2015-16シーズン成績:41勝41敗

新加入選手:スコット・ブルックスHC、イアン・マヒンミ、アンドリュー・ニコルソン、ジェイソン・スミス、トレイ・バーク、ジョニー・オブライアント、トマス・サトランスキー

退団選手:ランディ・ウィットマンHC、アラン・アンダーソン、ジャレッド・ダドリー、ネネ、ラモン・セッションズ、ギャレット・テンプル、ドリュー・グッデン

ワシントン・ウィザーズは2012-13シーズンを最後に負け越していない。だが、直近3シーズンは平均44勝と月並みな数字から抜け出せていない。

この夏、ウィザーズは名のあるフリーエージェントを獲得することなく、代わりにブラッドリー・ビールの延長契約に資金を費やした。健康であれば、ビールは才能あるシューターだ。だが、昨季は55試合しか出場しておらず、一昨季も63試合の出場にとどまっている。


延長契約を結んだブラッドリー・ビールにかかる期待は大きい

1年前のウィザーズは信じていた。今年の夏こそ、球団にとって優勝した1978年以来の最高の瞬間になると――。それはケビン・デュラント(当時オクラホマシティ・サンダー、現ゴールデンステイト・ウォリアーズ)の獲得に有利な立場にあると考えていたからだ。

そのため、ウィザーズは前もって準備を進めてきた。ビールの延長契約を拒み、シーズン中に長期契約の選手を加えることもせず、サラリーキャップのスペースを保った。プレイオフ進出を逃したこと以外、彼らはすべてをそのためにしてきたのだ。そして、受け入れ態勢は万全である、という印象をデュラントに与えようとした。だが結局、デュラントはウィザーズと面会すらしなかった。

ビールとジョン・ウォールのバックコートは、スピード、運動能力、シュート、パスと、相手にとって危険なコンビだ。調子の良い日なら、ウォールとビールはNBAで五指に入るコンビである。問題は、その調子の良い日が少ないということだ。その理由は、主にビールの負傷にある。金銭的にビールを囲い込んだウィザーズだが、ロスターに代役がいないため、選択肢がなかったのだ。

■ 課題一覧
A. 提示文から、「退団選手:ランディ・ウィット」で始まり「ザーズと面会すらしなかった。」で終わる部分を、一字も変えずに返せ。
B. 提示文に基づき、次の問いに答えよ。
(i) ウィザーズの2015-16シーズンの成績は何勝何敗か。
(ii) ウィザーズが優勝したのは何年か。
(iii) ビールは昨季、何試合に出場したか。
この後に続く行は、提示文とは別の資料である。

■ 抽出した行

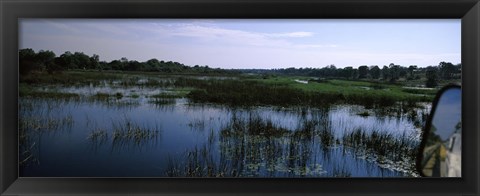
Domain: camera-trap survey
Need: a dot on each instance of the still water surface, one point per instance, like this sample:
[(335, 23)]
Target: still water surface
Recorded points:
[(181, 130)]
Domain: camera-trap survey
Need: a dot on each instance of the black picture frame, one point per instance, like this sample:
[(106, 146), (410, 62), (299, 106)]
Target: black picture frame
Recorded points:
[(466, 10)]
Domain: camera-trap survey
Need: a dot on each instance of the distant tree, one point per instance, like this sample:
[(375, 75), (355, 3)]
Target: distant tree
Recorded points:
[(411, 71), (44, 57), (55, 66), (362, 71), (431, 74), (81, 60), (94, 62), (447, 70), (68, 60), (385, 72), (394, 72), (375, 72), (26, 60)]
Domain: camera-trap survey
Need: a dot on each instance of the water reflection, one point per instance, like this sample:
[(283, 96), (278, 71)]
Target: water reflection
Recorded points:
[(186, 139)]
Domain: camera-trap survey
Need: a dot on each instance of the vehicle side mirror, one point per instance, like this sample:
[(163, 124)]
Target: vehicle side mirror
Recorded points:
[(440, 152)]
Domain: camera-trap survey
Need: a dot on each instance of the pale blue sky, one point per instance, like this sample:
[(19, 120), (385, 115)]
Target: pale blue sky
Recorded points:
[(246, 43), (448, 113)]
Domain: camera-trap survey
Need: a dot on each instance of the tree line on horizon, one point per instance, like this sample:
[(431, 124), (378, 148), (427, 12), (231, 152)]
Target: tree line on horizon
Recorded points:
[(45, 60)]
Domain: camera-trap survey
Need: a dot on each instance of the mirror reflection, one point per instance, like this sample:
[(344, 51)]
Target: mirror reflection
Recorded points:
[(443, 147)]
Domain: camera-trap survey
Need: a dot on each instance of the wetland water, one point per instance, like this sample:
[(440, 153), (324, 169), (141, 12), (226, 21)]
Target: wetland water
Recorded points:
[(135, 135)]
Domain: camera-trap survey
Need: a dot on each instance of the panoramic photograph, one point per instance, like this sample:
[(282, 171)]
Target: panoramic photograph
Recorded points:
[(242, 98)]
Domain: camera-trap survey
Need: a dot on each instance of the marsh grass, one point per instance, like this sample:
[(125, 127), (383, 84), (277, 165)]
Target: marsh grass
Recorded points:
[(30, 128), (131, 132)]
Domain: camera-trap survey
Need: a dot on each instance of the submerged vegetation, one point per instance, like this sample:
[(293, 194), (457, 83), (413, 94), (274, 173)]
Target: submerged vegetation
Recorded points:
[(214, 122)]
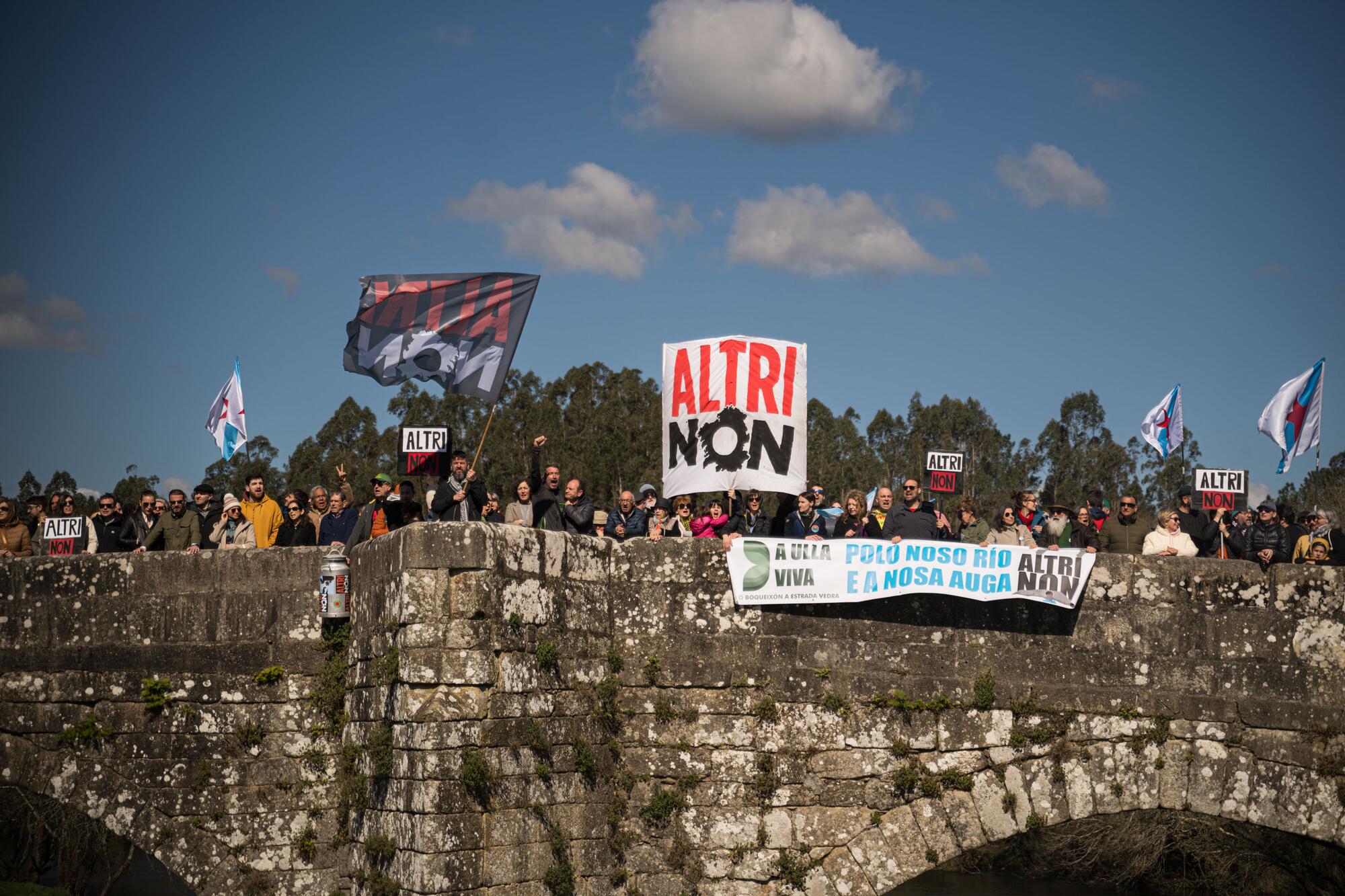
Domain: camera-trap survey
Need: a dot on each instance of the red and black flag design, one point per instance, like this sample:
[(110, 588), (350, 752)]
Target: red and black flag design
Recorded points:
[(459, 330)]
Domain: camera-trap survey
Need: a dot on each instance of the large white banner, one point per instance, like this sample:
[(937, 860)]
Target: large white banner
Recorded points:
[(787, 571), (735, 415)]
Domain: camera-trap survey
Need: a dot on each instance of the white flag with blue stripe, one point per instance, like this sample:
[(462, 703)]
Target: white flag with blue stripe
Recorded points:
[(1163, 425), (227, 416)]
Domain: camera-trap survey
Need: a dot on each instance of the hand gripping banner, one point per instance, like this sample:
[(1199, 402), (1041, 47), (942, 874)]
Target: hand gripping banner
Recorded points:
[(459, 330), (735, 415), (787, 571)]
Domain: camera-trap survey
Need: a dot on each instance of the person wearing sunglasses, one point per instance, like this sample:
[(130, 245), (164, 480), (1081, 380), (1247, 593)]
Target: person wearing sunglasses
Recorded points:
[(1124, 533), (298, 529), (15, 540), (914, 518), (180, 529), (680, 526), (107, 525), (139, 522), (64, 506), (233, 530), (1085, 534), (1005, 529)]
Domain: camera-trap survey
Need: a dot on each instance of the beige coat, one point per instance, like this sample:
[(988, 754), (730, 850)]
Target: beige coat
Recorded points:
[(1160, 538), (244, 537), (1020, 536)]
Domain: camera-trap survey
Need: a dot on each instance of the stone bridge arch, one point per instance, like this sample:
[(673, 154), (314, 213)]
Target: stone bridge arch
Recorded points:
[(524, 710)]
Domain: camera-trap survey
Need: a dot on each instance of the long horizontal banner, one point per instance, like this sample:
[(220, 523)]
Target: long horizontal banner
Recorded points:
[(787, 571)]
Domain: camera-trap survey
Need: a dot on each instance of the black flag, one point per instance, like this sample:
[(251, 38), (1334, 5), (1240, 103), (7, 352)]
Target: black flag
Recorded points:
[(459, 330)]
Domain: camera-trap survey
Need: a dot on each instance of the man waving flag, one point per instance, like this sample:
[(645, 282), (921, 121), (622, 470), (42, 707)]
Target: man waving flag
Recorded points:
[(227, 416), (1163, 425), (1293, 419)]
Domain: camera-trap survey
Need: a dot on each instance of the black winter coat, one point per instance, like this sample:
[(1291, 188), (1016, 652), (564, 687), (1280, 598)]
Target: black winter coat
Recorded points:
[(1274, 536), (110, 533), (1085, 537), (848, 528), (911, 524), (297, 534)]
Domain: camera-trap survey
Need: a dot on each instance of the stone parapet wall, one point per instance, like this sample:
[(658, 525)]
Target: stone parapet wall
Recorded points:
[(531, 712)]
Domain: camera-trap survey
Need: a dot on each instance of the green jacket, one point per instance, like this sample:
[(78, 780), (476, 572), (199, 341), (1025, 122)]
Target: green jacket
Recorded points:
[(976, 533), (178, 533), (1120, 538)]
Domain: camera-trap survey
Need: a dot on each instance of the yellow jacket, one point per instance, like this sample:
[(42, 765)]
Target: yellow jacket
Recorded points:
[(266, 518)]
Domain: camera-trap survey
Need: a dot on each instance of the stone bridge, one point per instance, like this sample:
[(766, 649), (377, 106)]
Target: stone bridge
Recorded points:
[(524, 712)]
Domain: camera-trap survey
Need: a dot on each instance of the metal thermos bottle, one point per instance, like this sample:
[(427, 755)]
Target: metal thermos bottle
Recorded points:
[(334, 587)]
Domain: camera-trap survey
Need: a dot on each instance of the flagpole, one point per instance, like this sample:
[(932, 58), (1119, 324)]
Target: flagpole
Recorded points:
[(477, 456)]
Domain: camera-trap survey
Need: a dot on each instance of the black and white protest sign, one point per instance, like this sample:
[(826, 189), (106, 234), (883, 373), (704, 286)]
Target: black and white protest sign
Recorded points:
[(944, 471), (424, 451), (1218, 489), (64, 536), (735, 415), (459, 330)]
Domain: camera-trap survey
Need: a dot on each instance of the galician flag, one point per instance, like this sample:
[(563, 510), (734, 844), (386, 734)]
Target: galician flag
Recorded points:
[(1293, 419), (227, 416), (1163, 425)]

---

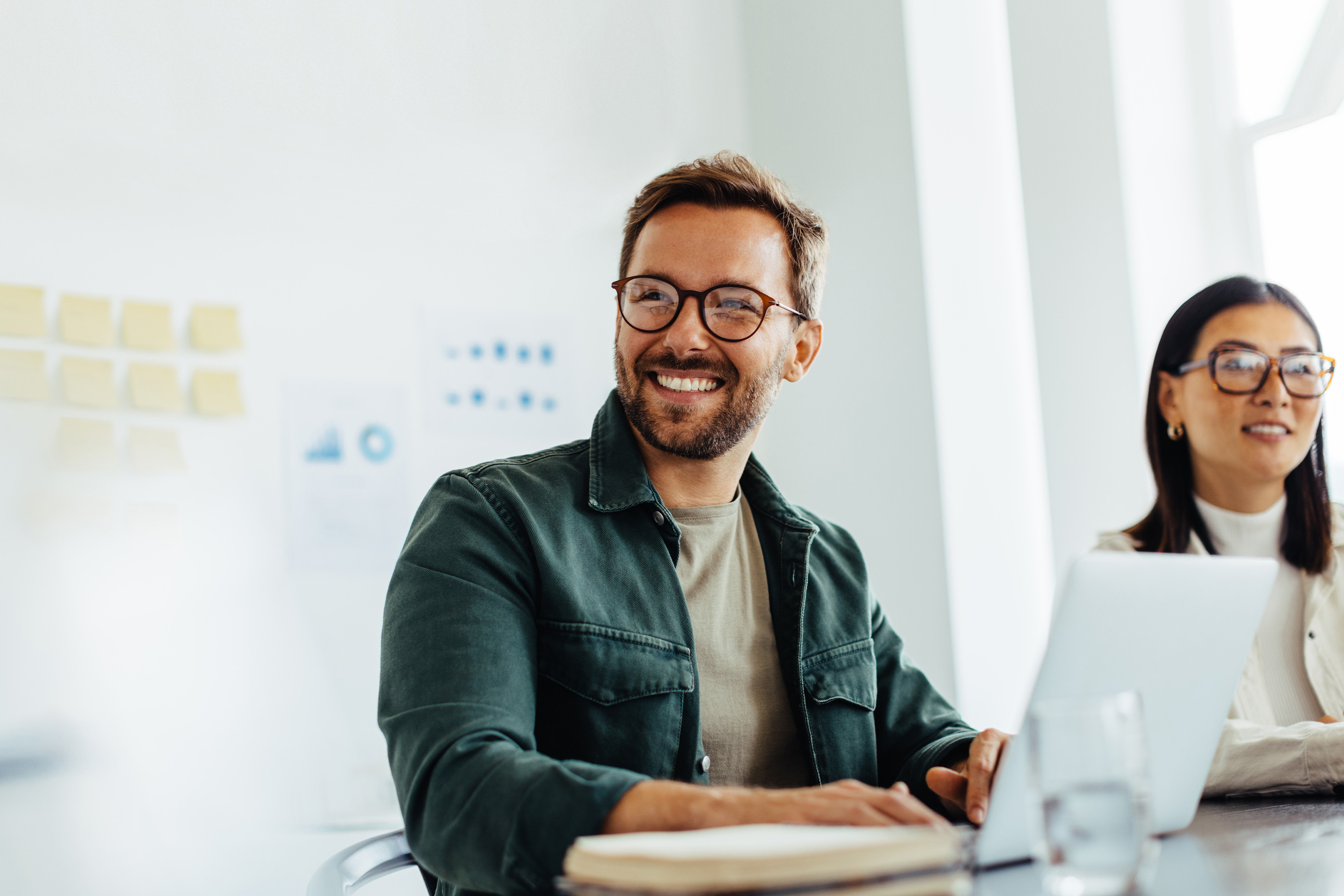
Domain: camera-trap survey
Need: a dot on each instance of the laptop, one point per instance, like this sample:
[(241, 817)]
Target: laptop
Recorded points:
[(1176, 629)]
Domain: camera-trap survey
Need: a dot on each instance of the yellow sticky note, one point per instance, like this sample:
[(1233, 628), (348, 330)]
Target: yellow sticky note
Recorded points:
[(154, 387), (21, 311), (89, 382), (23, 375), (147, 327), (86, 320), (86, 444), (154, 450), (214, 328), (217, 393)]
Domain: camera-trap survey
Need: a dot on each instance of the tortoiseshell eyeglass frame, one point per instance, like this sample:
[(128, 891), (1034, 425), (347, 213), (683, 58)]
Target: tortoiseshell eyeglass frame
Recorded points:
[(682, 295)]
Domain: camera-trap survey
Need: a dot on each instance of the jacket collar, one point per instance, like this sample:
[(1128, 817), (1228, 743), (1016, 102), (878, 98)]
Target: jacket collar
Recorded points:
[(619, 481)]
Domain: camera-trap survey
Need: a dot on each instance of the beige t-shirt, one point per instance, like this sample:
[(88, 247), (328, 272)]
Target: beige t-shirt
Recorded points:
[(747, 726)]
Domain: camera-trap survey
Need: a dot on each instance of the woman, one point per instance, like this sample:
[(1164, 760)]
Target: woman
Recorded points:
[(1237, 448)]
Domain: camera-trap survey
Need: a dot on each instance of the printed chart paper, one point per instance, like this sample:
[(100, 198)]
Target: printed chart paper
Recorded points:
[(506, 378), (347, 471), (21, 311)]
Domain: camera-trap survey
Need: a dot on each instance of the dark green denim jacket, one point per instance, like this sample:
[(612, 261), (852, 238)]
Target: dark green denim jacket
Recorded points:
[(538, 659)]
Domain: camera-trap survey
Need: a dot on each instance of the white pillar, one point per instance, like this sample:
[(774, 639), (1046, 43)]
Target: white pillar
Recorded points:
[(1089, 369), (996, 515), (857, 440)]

---

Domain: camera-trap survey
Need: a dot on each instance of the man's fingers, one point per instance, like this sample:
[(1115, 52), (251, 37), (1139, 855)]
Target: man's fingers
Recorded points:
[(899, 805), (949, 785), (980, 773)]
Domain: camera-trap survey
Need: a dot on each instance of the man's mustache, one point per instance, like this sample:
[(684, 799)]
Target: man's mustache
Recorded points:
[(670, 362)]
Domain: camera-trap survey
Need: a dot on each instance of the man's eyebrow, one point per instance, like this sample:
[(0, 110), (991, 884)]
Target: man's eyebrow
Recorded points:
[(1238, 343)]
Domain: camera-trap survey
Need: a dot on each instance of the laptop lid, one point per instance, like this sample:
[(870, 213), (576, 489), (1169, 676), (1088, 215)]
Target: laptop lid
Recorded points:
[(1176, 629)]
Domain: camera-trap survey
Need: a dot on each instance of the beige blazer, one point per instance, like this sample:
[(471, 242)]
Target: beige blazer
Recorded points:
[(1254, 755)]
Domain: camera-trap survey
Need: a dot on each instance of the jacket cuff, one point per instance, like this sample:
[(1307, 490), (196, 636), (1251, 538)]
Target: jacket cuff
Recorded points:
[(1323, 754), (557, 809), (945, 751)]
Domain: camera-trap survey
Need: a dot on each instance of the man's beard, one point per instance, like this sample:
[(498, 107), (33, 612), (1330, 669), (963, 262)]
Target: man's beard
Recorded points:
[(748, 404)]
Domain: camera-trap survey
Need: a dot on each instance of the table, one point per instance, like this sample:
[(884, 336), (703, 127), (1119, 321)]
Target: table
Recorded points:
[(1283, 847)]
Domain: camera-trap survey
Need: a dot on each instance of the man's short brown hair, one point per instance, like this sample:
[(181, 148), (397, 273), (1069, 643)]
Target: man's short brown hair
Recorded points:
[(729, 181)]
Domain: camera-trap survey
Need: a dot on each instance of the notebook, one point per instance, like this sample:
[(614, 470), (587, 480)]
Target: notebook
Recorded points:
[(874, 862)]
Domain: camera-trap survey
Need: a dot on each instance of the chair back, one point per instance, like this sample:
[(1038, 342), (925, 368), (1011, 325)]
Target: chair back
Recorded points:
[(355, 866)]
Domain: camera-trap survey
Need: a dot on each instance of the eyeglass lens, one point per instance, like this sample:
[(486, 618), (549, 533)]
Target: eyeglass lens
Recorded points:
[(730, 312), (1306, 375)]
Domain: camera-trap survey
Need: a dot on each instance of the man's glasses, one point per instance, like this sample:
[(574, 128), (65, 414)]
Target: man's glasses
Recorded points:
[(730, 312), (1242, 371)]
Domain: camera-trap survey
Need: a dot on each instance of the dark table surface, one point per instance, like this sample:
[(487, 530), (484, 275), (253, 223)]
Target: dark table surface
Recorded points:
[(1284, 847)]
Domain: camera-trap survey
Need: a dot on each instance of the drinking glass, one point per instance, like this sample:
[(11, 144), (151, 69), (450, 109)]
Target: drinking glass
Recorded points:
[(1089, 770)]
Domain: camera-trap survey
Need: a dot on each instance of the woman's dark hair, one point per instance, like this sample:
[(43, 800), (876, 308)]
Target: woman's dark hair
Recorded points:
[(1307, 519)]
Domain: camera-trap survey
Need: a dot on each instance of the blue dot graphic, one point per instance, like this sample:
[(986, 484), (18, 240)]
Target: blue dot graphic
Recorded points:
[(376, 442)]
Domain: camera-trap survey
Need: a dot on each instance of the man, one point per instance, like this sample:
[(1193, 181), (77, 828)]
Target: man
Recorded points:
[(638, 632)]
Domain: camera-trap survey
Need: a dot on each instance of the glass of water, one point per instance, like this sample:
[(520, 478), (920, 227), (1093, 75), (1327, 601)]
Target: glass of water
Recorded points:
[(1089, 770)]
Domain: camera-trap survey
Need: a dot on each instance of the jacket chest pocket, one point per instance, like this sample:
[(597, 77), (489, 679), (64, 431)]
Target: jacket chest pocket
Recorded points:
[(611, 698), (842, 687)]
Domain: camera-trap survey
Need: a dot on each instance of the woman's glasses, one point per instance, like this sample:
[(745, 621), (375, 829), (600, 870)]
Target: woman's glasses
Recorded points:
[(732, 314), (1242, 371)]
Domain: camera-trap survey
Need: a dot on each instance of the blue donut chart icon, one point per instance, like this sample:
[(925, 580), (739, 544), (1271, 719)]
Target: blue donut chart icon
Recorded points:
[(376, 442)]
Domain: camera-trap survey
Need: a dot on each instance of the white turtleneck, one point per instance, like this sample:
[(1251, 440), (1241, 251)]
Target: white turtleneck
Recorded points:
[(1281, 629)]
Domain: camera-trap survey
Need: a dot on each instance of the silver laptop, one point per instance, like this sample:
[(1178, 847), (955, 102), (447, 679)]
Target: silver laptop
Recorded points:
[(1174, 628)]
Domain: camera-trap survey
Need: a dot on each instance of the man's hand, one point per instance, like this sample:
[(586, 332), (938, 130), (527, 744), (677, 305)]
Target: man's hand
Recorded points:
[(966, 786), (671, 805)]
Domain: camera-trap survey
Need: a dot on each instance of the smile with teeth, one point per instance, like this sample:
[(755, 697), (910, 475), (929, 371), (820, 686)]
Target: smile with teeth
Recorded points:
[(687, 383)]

■ 課題の結果
A.
退団選手:ランディ・ウィットマンHC、アラン・アンダーソン、ジャレッド・ダドリー、ネネ、ラモン・セッションズ、ギャレット・テンプル、ドリュー・グッデン

ワシントン・ウィザーズは2012-13シーズンを最後に負け越していない。だが、直近3シーズンは平均44勝と月並みな数字から抜け出せていない。

この夏、ウィザーズは名のあるフリーエージェントを獲得することなく、代わりにブラッドリー・ビールの延長契約に資金を費やした。健康であれば、ビールは才能あるシューターだ。だが、昨季は55試合しか出場しておらず、一昨季も63試合の出場にとどまっている。


延長契約を結んだブラッドリー・ビールにかかる期待は大きい

1年前のウィザーズは信じていた。今年の夏こそ、球団にとって優勝した1978年以来の最高の瞬間になると――。それはケビン・デュラント(当時オクラホマシティ・サンダー、現ゴールデンステイト・ウォリアーズ)の獲得に有利な立場にあると考えていたからだ。

そのため、ウィザーズは前もって準備を進めてきた。ビールの延長契約を拒み、シーズン中に長期契約の選手を加えることもせず、サラリーキャップのスペースを保った。プレイオフ進出を逃したこと以外、彼らはすべてをそのためにしてきたのだ。そして、受け入れ態勢は万全である、という印象をデュラントに与えようとした。だが結局、デュラントはウィザーズと面会すらしなかった。

B.
(i) 41勝41敗
(ii) 1978年
(iii) 55試合